WHAT IS NEEDED:
Each line below must be printed exactly as it stands.

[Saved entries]
►

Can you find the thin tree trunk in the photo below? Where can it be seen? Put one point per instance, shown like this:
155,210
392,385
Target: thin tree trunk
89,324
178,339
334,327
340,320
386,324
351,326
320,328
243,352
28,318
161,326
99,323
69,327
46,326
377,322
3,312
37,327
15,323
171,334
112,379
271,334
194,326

◄

RESPONSE FOR THIS EXERCISE:
Can you find the thin tree trunk in the photo below? Where can it be seen? Put one point per instance, shown like this:
155,210
392,385
Target: thin tree trunk
89,324
178,339
334,327
340,320
386,324
351,326
320,328
243,352
28,318
161,326
99,323
69,327
46,326
377,322
3,312
37,327
15,323
171,334
112,379
271,334
194,326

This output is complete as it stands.